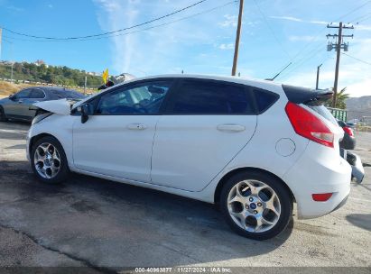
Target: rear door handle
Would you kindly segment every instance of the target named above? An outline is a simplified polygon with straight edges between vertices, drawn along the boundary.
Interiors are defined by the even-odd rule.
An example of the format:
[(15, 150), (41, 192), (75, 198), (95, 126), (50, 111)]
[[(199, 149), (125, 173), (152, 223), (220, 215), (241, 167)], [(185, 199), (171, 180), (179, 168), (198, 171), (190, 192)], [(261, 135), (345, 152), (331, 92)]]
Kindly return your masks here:
[(147, 127), (145, 124), (143, 123), (130, 123), (127, 125), (127, 129), (129, 130), (135, 130), (135, 131), (142, 131), (145, 130)]
[(245, 126), (236, 123), (223, 123), (218, 124), (217, 129), (220, 132), (243, 132), (245, 131)]

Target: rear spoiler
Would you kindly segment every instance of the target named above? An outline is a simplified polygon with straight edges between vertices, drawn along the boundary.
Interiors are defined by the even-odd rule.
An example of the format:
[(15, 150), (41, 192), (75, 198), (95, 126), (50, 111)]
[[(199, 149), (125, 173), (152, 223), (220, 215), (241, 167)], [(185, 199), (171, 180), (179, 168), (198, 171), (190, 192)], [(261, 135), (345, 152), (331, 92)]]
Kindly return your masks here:
[(283, 88), (290, 102), (308, 105), (323, 105), (334, 93), (329, 89), (311, 89), (289, 85), (283, 85)]

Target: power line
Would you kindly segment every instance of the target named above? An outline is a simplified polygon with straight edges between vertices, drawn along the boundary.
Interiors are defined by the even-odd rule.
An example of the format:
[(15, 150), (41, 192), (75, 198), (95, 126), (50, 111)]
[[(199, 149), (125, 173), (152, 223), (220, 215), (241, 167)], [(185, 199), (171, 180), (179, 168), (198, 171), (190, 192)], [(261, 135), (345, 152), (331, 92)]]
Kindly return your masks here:
[(195, 5), (199, 5), (199, 4), (203, 3), (203, 2), (206, 2), (206, 1), (208, 1), (208, 0), (200, 0), (200, 1), (197, 2), (197, 3), (194, 3), (194, 4), (192, 4), (192, 5), (190, 5), (186, 6), (186, 7), (181, 8), (181, 9), (176, 10), (176, 11), (174, 11), (174, 12), (172, 12), (172, 13), (170, 13), (170, 14), (165, 14), (165, 15), (162, 15), (162, 16), (160, 16), (160, 17), (152, 19), (152, 20), (150, 20), (150, 21), (146, 21), (146, 22), (144, 22), (144, 23), (141, 23), (134, 24), (134, 25), (130, 26), (130, 27), (126, 27), (126, 28), (123, 28), (123, 29), (112, 31), (112, 32), (103, 32), (103, 33), (98, 33), (98, 34), (91, 34), (91, 35), (85, 35), (85, 36), (75, 36), (75, 37), (62, 37), (62, 38), (61, 38), (61, 37), (48, 37), (48, 36), (31, 35), (31, 34), (27, 34), (27, 33), (23, 33), (23, 32), (14, 32), (14, 31), (12, 31), (12, 30), (8, 29), (8, 28), (5, 28), (5, 27), (3, 27), (3, 29), (5, 30), (5, 31), (7, 31), (7, 32), (11, 32), (11, 33), (16, 34), (16, 35), (25, 36), (25, 37), (30, 37), (30, 38), (35, 38), (35, 39), (45, 39), (45, 40), (78, 40), (78, 39), (93, 38), (93, 37), (99, 37), (99, 36), (105, 36), (105, 35), (114, 34), (114, 33), (117, 33), (117, 32), (122, 32), (128, 31), (128, 30), (134, 29), (134, 28), (137, 28), (137, 27), (140, 27), (140, 26), (143, 26), (143, 25), (145, 25), (145, 24), (149, 24), (149, 23), (153, 23), (153, 22), (162, 20), (162, 19), (163, 19), (163, 18), (166, 18), (166, 17), (174, 15), (174, 14), (179, 14), (179, 13), (181, 13), (181, 12), (183, 12), (183, 11), (185, 11), (185, 10), (187, 10), (187, 9), (190, 9), (190, 8), (191, 8), (191, 7), (193, 7), (193, 6), (195, 6)]
[[(339, 16), (339, 18), (337, 18), (337, 19), (334, 20), (333, 22), (336, 22), (336, 21), (339, 21), (339, 20), (340, 20), (340, 19), (342, 19), (342, 18), (344, 18), (344, 17), (347, 17), (348, 15), (353, 14), (354, 12), (356, 12), (356, 11), (361, 9), (362, 7), (364, 7), (365, 5), (368, 5), (369, 3), (371, 3), (371, 0), (368, 0), (368, 1), (366, 1), (366, 3), (362, 4), (361, 5), (358, 5), (358, 6), (355, 7), (353, 10), (351, 10), (350, 12), (348, 12), (348, 13), (341, 15), (341, 16)], [(320, 32), (319, 32), (316, 35), (314, 35), (314, 36), (301, 48), (301, 50), (299, 50), (292, 59), (289, 59), (288, 63), (290, 63), (290, 62), (295, 63), (295, 61), (294, 61), (295, 59), (297, 59), (297, 57), (301, 56), (301, 55), (306, 50), (306, 49), (307, 49), (318, 37), (320, 37), (320, 36), (322, 34), (322, 32), (326, 30), (326, 28), (327, 28), (327, 26), (324, 26), (323, 28), (321, 28), (321, 29), (320, 30)], [(298, 62), (300, 62), (300, 61), (298, 61)], [(299, 66), (299, 67), (300, 67), (300, 66)], [(297, 68), (297, 66), (294, 65), (294, 66), (292, 68), (292, 69), (289, 69), (288, 71), (285, 71), (284, 74), (291, 73), (292, 71), (295, 70), (296, 68)], [(279, 78), (282, 78), (282, 75), (280, 75)]]
[(348, 53), (345, 53), (345, 52), (341, 52), (341, 53), (344, 54), (344, 55), (347, 55), (348, 57), (350, 57), (350, 58), (352, 58), (352, 59), (356, 59), (356, 60), (357, 60), (357, 61), (360, 61), (360, 62), (362, 62), (362, 63), (364, 63), (364, 64), (366, 64), (366, 65), (370, 65), (370, 66), (371, 66), (371, 63), (370, 63), (370, 62), (365, 61), (365, 60), (363, 60), (363, 59), (358, 59), (358, 58), (357, 58), (357, 57), (351, 56), (351, 55), (349, 55), (349, 54), (348, 54)]
[(366, 20), (368, 20), (368, 19), (370, 19), (370, 18), (371, 18), (371, 15), (366, 16), (366, 18), (363, 18), (362, 20), (357, 21), (357, 23), (359, 23), (365, 22), (365, 21), (366, 21)]
[(359, 20), (362, 20), (362, 19), (364, 19), (365, 17), (368, 17), (368, 16), (370, 16), (370, 15), (371, 15), (371, 13), (367, 13), (367, 14), (363, 14), (363, 15), (361, 15), (361, 16), (357, 16), (357, 17), (356, 17), (356, 18), (353, 19), (353, 20), (350, 20), (349, 23), (357, 23)]
[(347, 17), (348, 15), (353, 14), (354, 12), (357, 12), (357, 10), (363, 8), (365, 5), (368, 5), (369, 3), (371, 3), (371, 0), (368, 0), (366, 2), (365, 2), (364, 4), (362, 4), (361, 5), (357, 6), (356, 8), (354, 8), (353, 10), (351, 10), (350, 12), (345, 14), (344, 15), (341, 15), (340, 17), (337, 18), (336, 20), (334, 20), (334, 22), (338, 22), (340, 21), (341, 19)]
[(190, 18), (193, 18), (193, 17), (196, 17), (196, 16), (199, 16), (199, 15), (201, 15), (201, 14), (211, 13), (211, 12), (217, 10), (217, 9), (225, 7), (227, 5), (235, 4), (237, 2), (238, 2), (238, 1), (237, 0), (230, 1), (230, 2), (227, 2), (224, 5), (218, 5), (216, 7), (213, 7), (213, 8), (210, 8), (210, 9), (208, 9), (208, 10), (205, 10), (205, 11), (194, 14), (190, 14), (189, 16), (181, 17), (181, 18), (177, 19), (177, 20), (169, 21), (169, 22), (166, 22), (166, 23), (161, 23), (161, 24), (156, 24), (156, 25), (147, 27), (147, 28), (144, 28), (144, 29), (135, 30), (135, 31), (132, 31), (132, 32), (129, 32), (114, 34), (114, 35), (92, 37), (92, 38), (78, 39), (78, 40), (31, 40), (31, 39), (23, 39), (23, 38), (18, 38), (18, 37), (12, 37), (12, 36), (4, 36), (4, 37), (5, 37), (7, 39), (16, 40), (16, 41), (36, 41), (36, 42), (61, 42), (61, 41), (62, 42), (64, 42), (64, 41), (69, 41), (70, 42), (70, 41), (85, 41), (102, 40), (102, 39), (107, 39), (107, 38), (117, 37), (117, 36), (125, 36), (125, 35), (129, 35), (129, 34), (134, 34), (134, 33), (142, 32), (145, 32), (145, 31), (148, 31), (148, 30), (155, 29), (155, 28), (158, 28), (158, 27), (170, 25), (172, 23), (175, 23), (181, 22), (181, 21), (184, 21), (184, 20), (187, 20), (187, 19), (190, 19)]

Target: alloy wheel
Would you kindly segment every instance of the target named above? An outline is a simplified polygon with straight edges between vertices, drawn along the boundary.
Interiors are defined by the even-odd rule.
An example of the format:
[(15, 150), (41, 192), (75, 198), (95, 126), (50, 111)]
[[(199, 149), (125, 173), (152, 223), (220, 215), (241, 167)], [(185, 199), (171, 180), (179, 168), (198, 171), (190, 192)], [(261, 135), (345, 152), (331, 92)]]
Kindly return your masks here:
[(266, 232), (280, 219), (280, 199), (264, 182), (252, 179), (238, 182), (230, 189), (227, 201), (232, 220), (249, 233)]
[(60, 156), (57, 148), (49, 142), (37, 147), (33, 155), (33, 164), (37, 173), (44, 178), (52, 178), (60, 169)]

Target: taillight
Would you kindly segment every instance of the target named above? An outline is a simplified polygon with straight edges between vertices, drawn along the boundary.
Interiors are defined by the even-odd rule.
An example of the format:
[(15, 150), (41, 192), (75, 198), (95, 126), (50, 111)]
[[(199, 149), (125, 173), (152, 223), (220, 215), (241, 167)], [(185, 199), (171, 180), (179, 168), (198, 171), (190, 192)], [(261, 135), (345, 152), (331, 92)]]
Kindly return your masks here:
[(334, 147), (334, 133), (316, 115), (292, 102), (287, 103), (285, 111), (296, 133), (325, 146)]
[(344, 130), (344, 132), (346, 132), (350, 137), (353, 137), (353, 136), (354, 136), (353, 130), (352, 130), (350, 127), (345, 126), (345, 127), (343, 127), (343, 130)]

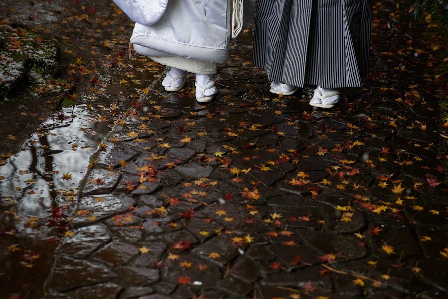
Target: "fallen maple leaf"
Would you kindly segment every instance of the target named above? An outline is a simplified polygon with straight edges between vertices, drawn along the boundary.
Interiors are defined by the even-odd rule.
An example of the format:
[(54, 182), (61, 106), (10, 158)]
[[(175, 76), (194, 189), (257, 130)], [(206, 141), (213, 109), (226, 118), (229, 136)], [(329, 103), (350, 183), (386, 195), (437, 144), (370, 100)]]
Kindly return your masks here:
[(177, 282), (180, 285), (186, 286), (187, 284), (191, 282), (191, 278), (189, 276), (182, 276), (177, 279)]

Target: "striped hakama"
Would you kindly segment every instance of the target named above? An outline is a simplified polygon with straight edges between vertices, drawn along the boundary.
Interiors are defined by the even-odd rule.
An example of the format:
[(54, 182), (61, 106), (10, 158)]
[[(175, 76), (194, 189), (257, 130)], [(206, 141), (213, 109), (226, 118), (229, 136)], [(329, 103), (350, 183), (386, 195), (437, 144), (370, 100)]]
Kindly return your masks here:
[(360, 86), (371, 9), (371, 0), (259, 0), (254, 64), (295, 86)]

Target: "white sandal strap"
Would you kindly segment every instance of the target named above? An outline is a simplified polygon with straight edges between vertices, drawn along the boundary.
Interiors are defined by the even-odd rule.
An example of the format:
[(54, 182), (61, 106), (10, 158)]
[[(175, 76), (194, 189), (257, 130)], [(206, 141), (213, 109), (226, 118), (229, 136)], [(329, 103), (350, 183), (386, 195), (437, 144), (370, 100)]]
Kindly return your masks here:
[(341, 94), (341, 93), (337, 90), (332, 90), (325, 94), (325, 95), (323, 95), (322, 94), (322, 93), (320, 92), (320, 91), (318, 89), (316, 89), (315, 90), (314, 90), (314, 93), (316, 94), (316, 95), (317, 96), (317, 97), (319, 99), (320, 99), (321, 101), (323, 101), (327, 98), (329, 98), (333, 96), (338, 96)]
[(169, 77), (169, 78), (171, 78), (171, 81), (172, 82), (174, 82), (176, 80), (179, 80), (179, 79), (182, 79), (182, 78), (184, 78), (186, 76), (186, 73), (185, 73), (183, 75), (180, 75), (179, 76), (177, 76), (177, 77), (173, 77), (172, 76), (171, 76), (171, 75), (169, 74), (169, 72), (166, 73), (166, 76)]
[(196, 88), (199, 88), (200, 90), (201, 90), (203, 93), (205, 92), (206, 90), (207, 89), (210, 89), (212, 87), (215, 86), (215, 81), (214, 81), (212, 83), (209, 84), (208, 85), (205, 86), (205, 87), (202, 87), (199, 86), (199, 84), (197, 84), (197, 82), (194, 83), (194, 86), (196, 86)]

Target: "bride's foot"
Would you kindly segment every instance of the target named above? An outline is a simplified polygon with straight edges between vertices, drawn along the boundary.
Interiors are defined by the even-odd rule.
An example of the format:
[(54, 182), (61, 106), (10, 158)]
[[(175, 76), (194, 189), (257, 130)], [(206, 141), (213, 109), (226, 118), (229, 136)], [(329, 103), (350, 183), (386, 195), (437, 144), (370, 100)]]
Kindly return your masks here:
[(201, 103), (210, 102), (218, 93), (215, 80), (210, 75), (196, 74), (196, 99)]
[(183, 88), (186, 81), (187, 72), (173, 67), (166, 74), (162, 85), (166, 91), (178, 91)]
[(309, 105), (321, 108), (332, 108), (340, 99), (341, 94), (337, 89), (321, 88), (320, 86), (317, 86), (312, 99), (309, 101)]
[(294, 85), (290, 85), (282, 82), (273, 81), (271, 83), (271, 90), (272, 93), (277, 95), (282, 94), (284, 96), (291, 96), (299, 90), (299, 87)]

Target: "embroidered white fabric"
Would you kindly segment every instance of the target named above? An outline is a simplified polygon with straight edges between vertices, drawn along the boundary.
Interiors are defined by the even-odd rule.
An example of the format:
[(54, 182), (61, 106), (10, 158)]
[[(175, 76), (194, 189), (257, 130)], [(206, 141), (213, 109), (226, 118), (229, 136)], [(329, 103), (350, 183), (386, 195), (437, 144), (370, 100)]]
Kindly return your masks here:
[(114, 2), (135, 22), (150, 26), (158, 21), (168, 0), (114, 0)]

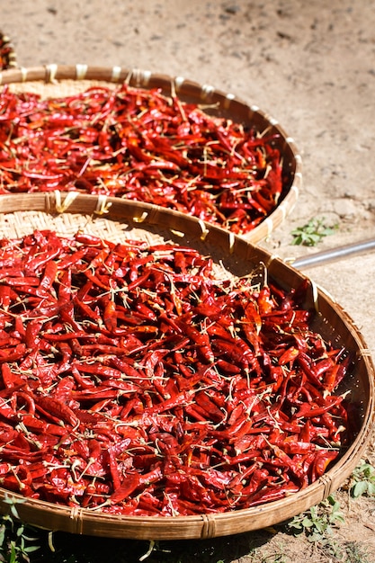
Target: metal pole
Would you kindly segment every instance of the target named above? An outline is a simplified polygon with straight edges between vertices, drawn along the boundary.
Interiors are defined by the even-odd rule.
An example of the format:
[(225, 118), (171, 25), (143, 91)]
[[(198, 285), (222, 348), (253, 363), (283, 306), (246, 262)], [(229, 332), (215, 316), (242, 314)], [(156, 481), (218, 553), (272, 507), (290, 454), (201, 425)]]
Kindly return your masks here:
[(369, 240), (363, 240), (352, 245), (337, 246), (337, 248), (332, 248), (331, 250), (317, 252), (310, 255), (309, 256), (297, 258), (291, 263), (291, 265), (298, 269), (312, 268), (322, 264), (335, 262), (336, 260), (340, 260), (341, 258), (345, 258), (346, 256), (363, 254), (373, 249), (375, 249), (375, 238), (370, 238)]

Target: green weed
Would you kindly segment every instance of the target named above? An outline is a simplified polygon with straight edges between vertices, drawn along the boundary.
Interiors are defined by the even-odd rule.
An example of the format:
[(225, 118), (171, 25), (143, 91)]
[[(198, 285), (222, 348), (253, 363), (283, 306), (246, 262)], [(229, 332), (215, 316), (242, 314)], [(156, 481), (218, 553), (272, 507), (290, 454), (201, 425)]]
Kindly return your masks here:
[(351, 496), (375, 496), (375, 468), (361, 460), (360, 464), (352, 474), (349, 482)]
[(344, 522), (340, 503), (331, 495), (319, 505), (295, 516), (286, 527), (293, 535), (305, 533), (308, 541), (322, 543), (332, 535), (335, 525)]
[(303, 246), (316, 246), (325, 237), (332, 235), (338, 225), (328, 227), (325, 224), (325, 219), (311, 219), (302, 227), (298, 227), (291, 231), (293, 245)]
[(26, 499), (15, 499), (6, 495), (4, 503), (9, 505), (9, 513), (0, 518), (0, 561), (4, 563), (30, 562), (30, 554), (40, 549), (31, 542), (36, 538), (28, 534), (31, 528), (20, 522), (17, 512), (17, 504), (25, 502)]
==========
What to work on |
Reproduce verbatim the stretch of the rows above from their start through the line that contains "132), (245, 131)]", both ends included, and omit the pictures.

Reply to the exercise |
Target: rear door handle
Would you kindly segment every instance of the target named above? An outline is a simplified polygon with straight edges between vertices, drawn along the boundary.
Interiors are defined by the even-odd rule.
An example of the format:
[(15, 150), (41, 192), (75, 198), (95, 126), (50, 111)]
[[(199, 149), (125, 173), (152, 223), (220, 215), (241, 167)], [(185, 199), (171, 180), (179, 168), (198, 171), (190, 192)], [(261, 135), (345, 152), (331, 92)]]
Kindly return your masks here:
[(147, 127), (145, 124), (143, 123), (130, 123), (127, 125), (127, 129), (129, 130), (135, 130), (135, 131), (142, 131), (145, 130)]
[(245, 126), (236, 123), (223, 123), (218, 124), (217, 129), (220, 132), (243, 132), (245, 131)]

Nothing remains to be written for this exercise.